Task statement: Copy out every line in the records that includes the word "drawer".

Image segmentation records:
[BEGIN]
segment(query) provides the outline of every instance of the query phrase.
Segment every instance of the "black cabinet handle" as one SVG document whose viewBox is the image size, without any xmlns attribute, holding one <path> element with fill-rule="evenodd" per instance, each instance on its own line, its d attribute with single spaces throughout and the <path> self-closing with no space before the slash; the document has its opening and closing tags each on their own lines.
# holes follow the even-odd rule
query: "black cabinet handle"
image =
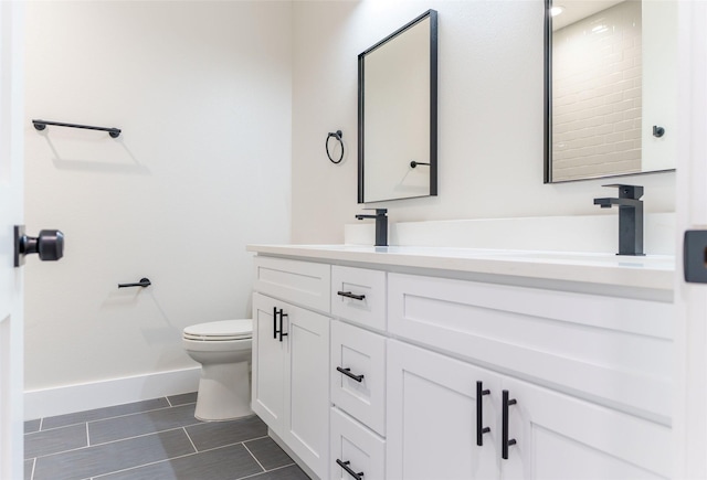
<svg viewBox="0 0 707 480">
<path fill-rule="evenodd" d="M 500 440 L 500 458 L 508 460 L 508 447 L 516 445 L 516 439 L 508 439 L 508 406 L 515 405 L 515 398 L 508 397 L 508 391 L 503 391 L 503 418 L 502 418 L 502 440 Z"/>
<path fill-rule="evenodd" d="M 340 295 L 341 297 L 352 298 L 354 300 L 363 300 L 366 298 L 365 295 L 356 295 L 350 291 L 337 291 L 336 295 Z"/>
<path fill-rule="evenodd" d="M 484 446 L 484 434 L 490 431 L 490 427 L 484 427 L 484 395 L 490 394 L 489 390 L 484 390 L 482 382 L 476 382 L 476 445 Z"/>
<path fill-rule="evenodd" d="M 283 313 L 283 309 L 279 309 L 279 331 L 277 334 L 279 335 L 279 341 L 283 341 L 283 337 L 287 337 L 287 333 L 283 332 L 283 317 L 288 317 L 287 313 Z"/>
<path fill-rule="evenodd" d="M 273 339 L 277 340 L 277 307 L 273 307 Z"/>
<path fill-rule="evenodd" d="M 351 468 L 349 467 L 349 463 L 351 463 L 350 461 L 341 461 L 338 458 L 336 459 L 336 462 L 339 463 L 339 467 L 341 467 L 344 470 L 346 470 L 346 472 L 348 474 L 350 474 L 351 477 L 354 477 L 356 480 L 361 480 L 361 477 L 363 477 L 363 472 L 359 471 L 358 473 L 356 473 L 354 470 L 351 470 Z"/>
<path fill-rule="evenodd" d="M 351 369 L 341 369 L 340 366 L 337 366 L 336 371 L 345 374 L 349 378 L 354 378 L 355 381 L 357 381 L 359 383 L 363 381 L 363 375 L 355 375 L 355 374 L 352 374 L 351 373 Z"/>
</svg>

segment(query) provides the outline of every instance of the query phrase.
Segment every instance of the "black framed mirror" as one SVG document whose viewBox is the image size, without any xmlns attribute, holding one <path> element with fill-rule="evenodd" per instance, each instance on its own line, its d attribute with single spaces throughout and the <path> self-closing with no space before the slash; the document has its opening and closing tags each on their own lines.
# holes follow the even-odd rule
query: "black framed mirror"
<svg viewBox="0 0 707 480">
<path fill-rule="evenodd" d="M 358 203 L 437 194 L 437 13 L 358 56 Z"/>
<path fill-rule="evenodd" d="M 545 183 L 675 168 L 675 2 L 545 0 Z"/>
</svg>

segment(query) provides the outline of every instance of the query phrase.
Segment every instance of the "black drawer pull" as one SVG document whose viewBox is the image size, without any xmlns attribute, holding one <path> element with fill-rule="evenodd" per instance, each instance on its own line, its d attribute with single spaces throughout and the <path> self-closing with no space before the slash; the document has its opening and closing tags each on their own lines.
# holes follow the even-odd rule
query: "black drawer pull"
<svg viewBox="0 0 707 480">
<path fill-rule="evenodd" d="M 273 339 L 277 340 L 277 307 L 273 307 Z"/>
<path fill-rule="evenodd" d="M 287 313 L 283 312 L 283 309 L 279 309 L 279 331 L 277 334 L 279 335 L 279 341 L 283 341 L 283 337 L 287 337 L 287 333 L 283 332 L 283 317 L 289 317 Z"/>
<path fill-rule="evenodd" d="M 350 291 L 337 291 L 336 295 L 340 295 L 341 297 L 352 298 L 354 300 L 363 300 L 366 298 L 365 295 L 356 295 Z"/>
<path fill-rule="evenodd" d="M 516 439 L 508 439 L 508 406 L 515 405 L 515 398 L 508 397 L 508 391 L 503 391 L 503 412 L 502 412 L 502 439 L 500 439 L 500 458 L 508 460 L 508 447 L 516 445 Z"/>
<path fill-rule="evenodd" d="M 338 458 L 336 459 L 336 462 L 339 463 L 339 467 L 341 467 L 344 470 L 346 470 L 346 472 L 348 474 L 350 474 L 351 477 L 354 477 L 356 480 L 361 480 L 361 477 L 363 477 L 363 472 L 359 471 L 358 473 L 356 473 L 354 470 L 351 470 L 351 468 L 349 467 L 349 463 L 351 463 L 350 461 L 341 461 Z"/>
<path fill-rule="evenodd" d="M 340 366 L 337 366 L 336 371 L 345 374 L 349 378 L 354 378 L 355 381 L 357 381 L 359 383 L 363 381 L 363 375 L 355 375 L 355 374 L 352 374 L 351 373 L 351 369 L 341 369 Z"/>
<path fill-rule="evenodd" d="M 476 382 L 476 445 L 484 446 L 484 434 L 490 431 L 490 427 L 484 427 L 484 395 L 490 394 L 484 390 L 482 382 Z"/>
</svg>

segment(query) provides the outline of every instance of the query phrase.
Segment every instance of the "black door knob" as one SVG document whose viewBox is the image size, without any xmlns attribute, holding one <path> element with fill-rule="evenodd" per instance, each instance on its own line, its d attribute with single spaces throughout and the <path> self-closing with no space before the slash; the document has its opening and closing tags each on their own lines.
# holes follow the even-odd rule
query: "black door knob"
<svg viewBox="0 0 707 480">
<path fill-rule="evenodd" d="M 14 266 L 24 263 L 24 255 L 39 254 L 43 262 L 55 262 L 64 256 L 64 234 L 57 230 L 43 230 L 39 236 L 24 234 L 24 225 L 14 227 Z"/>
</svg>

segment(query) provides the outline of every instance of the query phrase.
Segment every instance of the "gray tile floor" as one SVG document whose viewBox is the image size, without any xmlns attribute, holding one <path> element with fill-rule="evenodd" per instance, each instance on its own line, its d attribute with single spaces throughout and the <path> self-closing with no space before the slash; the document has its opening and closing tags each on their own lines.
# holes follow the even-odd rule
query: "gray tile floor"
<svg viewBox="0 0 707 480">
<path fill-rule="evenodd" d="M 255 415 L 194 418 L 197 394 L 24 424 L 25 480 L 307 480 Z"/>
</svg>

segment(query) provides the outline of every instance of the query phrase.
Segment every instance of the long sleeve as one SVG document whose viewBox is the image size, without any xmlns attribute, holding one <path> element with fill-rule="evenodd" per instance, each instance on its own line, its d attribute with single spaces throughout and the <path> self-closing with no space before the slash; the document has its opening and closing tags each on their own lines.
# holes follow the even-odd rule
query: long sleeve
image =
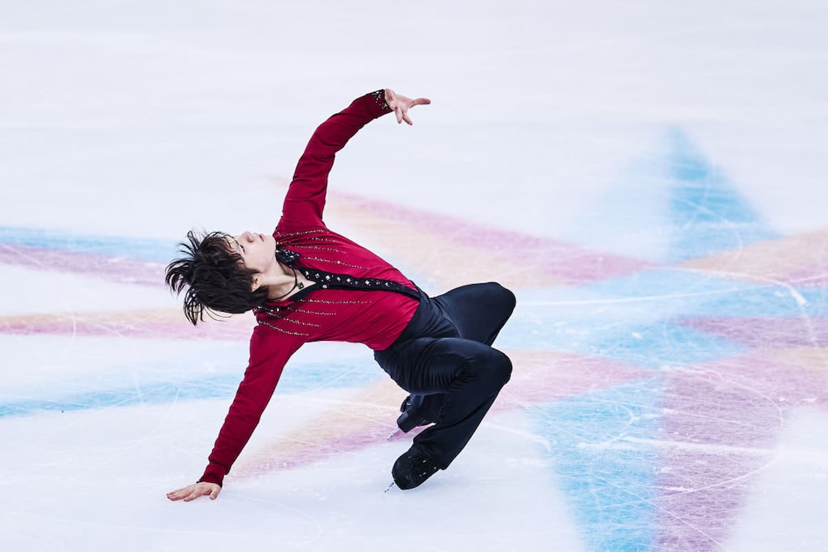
[END]
Answer in full:
Segment every instance of the "black drawer pull" as one SVG document whose viewBox is the image size, without any xmlns attribute, holding one <path> element with fill-rule="evenodd" per instance, each instance on its own line, its d attribute with single spaces throughout and the <path> self-closing with no space before the slash; the document has its opening and closing tags each on their own lines.
query: "black drawer pull"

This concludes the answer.